-- start Records for this task --
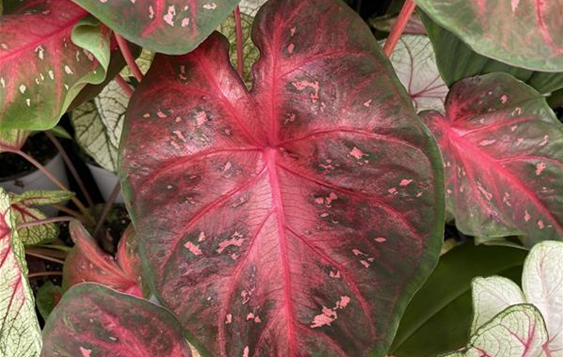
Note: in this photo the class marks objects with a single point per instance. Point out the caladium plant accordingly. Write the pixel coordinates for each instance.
(277, 221)
(294, 206)
(509, 321)
(104, 322)
(503, 155)
(87, 262)
(65, 53)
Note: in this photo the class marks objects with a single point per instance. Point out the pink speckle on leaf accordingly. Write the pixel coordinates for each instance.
(85, 352)
(540, 167)
(405, 182)
(193, 248)
(357, 153)
(541, 225)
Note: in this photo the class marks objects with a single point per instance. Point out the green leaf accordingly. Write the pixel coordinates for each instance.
(24, 211)
(20, 335)
(518, 331)
(41, 69)
(41, 197)
(250, 51)
(61, 132)
(456, 61)
(438, 318)
(48, 297)
(415, 64)
(174, 27)
(98, 123)
(522, 33)
(12, 139)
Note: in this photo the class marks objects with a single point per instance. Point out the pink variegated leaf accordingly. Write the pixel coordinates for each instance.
(41, 67)
(298, 218)
(503, 155)
(167, 26)
(92, 320)
(87, 262)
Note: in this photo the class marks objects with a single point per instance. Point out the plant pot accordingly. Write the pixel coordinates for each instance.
(106, 181)
(36, 180)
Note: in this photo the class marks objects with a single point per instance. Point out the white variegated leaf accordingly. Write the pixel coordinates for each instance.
(542, 281)
(98, 124)
(20, 335)
(491, 296)
(415, 64)
(517, 331)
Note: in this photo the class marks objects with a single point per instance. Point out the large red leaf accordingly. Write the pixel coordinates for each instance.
(503, 154)
(523, 33)
(171, 26)
(41, 69)
(92, 320)
(88, 262)
(297, 219)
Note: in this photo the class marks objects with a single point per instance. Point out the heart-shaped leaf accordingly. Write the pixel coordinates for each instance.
(456, 61)
(41, 68)
(295, 219)
(524, 33)
(503, 154)
(172, 26)
(87, 262)
(438, 318)
(518, 331)
(12, 139)
(97, 125)
(414, 61)
(542, 282)
(93, 320)
(20, 335)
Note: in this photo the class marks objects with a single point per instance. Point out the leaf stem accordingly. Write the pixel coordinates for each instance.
(107, 208)
(240, 53)
(44, 221)
(124, 85)
(129, 59)
(45, 273)
(71, 168)
(398, 27)
(71, 212)
(51, 177)
(44, 257)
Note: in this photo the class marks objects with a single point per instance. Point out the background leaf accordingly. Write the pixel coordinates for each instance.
(98, 124)
(93, 320)
(438, 318)
(173, 27)
(42, 70)
(87, 262)
(457, 61)
(20, 335)
(48, 296)
(523, 33)
(414, 62)
(503, 152)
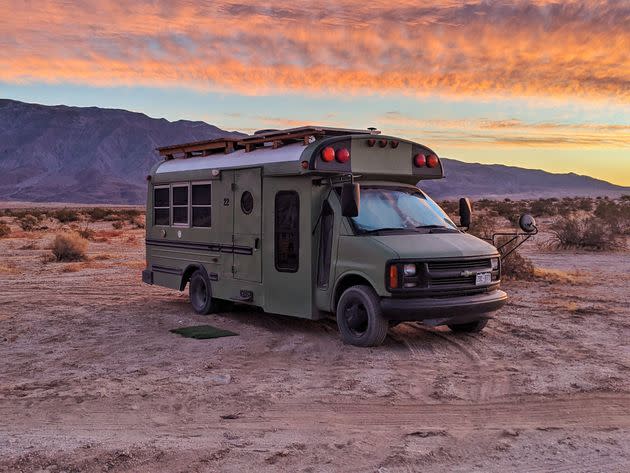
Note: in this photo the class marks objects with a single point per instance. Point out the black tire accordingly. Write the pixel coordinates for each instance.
(200, 293)
(470, 327)
(359, 317)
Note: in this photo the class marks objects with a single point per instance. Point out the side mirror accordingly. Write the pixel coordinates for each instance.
(350, 199)
(527, 223)
(465, 212)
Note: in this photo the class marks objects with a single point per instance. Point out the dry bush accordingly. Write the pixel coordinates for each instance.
(5, 230)
(69, 247)
(28, 223)
(592, 233)
(66, 215)
(98, 213)
(514, 265)
(86, 232)
(615, 214)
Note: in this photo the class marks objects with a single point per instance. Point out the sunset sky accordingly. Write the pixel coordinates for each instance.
(534, 83)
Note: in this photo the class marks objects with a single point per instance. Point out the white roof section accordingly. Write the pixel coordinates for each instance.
(237, 159)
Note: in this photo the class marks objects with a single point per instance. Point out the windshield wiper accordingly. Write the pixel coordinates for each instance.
(437, 227)
(384, 229)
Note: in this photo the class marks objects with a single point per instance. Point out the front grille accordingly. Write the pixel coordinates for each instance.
(458, 264)
(451, 281)
(446, 278)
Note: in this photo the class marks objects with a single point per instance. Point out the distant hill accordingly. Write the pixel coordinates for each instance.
(498, 181)
(85, 155)
(95, 155)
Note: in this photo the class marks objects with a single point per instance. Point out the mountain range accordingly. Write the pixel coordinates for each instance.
(95, 155)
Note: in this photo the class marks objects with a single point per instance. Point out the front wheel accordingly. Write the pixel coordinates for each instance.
(359, 317)
(200, 293)
(470, 327)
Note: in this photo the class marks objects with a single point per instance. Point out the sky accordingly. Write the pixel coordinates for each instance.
(534, 83)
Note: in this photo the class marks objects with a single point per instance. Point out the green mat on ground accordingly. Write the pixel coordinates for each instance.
(202, 332)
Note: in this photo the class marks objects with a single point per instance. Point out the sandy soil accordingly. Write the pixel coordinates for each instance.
(92, 380)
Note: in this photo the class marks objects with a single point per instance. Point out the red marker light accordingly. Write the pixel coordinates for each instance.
(432, 161)
(343, 155)
(420, 160)
(328, 154)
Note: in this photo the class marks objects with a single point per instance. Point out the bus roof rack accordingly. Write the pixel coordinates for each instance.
(276, 138)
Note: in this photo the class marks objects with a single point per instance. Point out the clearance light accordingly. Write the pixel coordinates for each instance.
(432, 161)
(393, 276)
(343, 155)
(328, 154)
(420, 160)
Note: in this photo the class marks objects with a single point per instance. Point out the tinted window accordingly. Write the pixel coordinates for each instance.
(201, 210)
(180, 195)
(161, 197)
(162, 217)
(202, 216)
(180, 215)
(325, 246)
(287, 231)
(161, 206)
(201, 194)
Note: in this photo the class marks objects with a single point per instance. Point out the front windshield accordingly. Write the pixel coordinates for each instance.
(398, 208)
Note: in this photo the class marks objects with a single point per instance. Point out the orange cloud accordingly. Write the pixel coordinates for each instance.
(525, 48)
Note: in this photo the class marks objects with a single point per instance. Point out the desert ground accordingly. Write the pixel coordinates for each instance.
(92, 380)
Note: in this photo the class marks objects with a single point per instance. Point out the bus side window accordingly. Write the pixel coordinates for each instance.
(325, 245)
(162, 205)
(287, 231)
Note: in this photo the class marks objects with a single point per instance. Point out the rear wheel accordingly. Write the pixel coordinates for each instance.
(359, 317)
(470, 327)
(200, 293)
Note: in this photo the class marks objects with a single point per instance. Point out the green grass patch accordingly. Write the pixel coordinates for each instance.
(203, 332)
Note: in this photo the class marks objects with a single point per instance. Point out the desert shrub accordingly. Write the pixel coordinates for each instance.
(86, 232)
(98, 213)
(615, 214)
(543, 208)
(28, 223)
(69, 247)
(590, 233)
(5, 230)
(66, 215)
(516, 266)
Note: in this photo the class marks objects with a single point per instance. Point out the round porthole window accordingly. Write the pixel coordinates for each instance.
(247, 202)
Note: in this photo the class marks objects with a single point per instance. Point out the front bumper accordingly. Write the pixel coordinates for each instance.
(443, 310)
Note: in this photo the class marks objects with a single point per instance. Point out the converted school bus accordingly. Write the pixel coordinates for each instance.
(311, 222)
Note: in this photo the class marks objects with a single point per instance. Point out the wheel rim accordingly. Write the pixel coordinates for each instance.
(199, 294)
(356, 317)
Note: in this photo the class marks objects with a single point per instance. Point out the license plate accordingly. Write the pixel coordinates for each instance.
(483, 279)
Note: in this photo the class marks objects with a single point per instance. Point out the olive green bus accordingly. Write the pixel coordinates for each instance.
(315, 222)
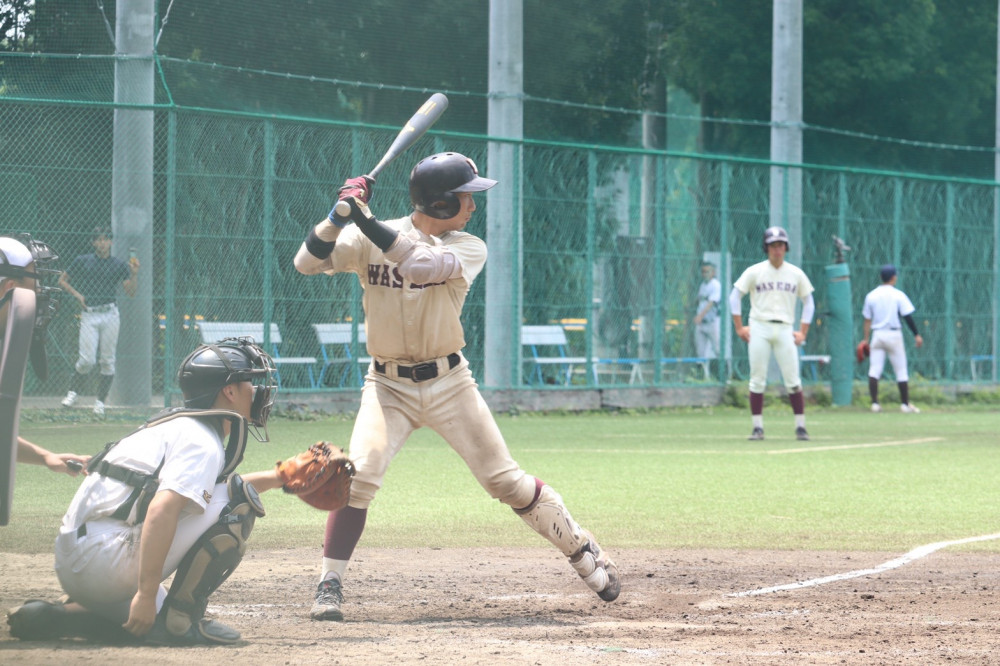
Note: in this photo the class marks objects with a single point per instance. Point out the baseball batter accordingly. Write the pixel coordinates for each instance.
(774, 286)
(416, 272)
(884, 307)
(164, 501)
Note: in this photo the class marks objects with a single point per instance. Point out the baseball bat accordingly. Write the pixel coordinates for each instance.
(414, 128)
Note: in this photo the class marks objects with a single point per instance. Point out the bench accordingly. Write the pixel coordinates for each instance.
(214, 331)
(335, 344)
(813, 361)
(548, 347)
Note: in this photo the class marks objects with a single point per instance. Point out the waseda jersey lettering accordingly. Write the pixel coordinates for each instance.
(384, 275)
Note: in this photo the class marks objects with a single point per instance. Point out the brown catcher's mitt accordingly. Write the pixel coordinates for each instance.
(320, 476)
-- end Records for this task --
▶ **Given exercise**: Drop the pictures, then write out only the lines running from the one containing "the front bumper" through the last line above, both included, exactly.

▶ **Completed task**:
Note: in this photo the class marks objects with a single point per instance. Point out the front bumper accordingly. Write the pixel coordinates for each instance.
(443, 310)
Note: in this photo the class marks objects with a single point per instance. Point out the converted school bus accordingly. Write the pixel coordinates for each instance.
(311, 222)
Note: in this photo the class marks objects with a single point per instance. Point out the wheel rim accordingly. Write the pixel coordinates for each instance.
(199, 294)
(356, 317)
Note: in this photo the class marks objects with a single point per instance. Point out the license plate accordingly. Write the pixel coordinates for each instance.
(483, 279)
Note: in this photo the class marks objects with a single point per instance. Point out the olive green bus accordingly. Write the pixel coordinates for each instance.
(315, 222)
Note: in this photo the class marks objects with a single point per instance. Point out the baseball batter accordingly. Write the pixel coordinates for each instance.
(774, 286)
(416, 272)
(884, 307)
(164, 501)
Note: in this photo the class marks objects with a single point per instance. Point out the baseball bat accordingly. Write the pixel coordinates for each instance.
(414, 128)
Note: in this photo the class marks objects with a single point per instance. Point out the bench accordingly. Write the pixel coordinates for each instance.
(214, 331)
(335, 344)
(813, 361)
(548, 347)
Note: in this photo the class marks objects with a single point per instance. Point out the waseda jersey lettering accordingly. Write the pixel coordinates for each instance.
(384, 275)
Note: in this photo the class marks objects with a single point per instance. Point out the brown catcher's mitt accordingly. Write the pixel coordinates for each instance.
(320, 476)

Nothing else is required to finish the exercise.